Records taken from a dataset:
--

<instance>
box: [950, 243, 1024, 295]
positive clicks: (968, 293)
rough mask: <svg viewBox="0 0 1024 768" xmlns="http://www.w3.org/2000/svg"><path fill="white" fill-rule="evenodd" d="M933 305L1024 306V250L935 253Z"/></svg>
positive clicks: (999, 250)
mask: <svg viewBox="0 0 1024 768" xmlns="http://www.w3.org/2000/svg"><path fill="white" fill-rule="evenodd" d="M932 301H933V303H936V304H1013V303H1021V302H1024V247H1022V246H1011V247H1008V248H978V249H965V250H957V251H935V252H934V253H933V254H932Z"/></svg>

--

◆ **HOW TO COMPLETE THIS TASK**:
In the records, from the start through the line containing "positive clicks: (999, 250)", rename "rough mask" to "coarse mask" and change nothing else. Give back only those lines.

◆ **EXERCISE RESULT**:
<instance>
box: [950, 243, 1024, 295]
positive clicks: (968, 293)
coarse mask: <svg viewBox="0 0 1024 768" xmlns="http://www.w3.org/2000/svg"><path fill="white" fill-rule="evenodd" d="M933 305L1024 306V250L935 253Z"/></svg>
positive clicks: (999, 250)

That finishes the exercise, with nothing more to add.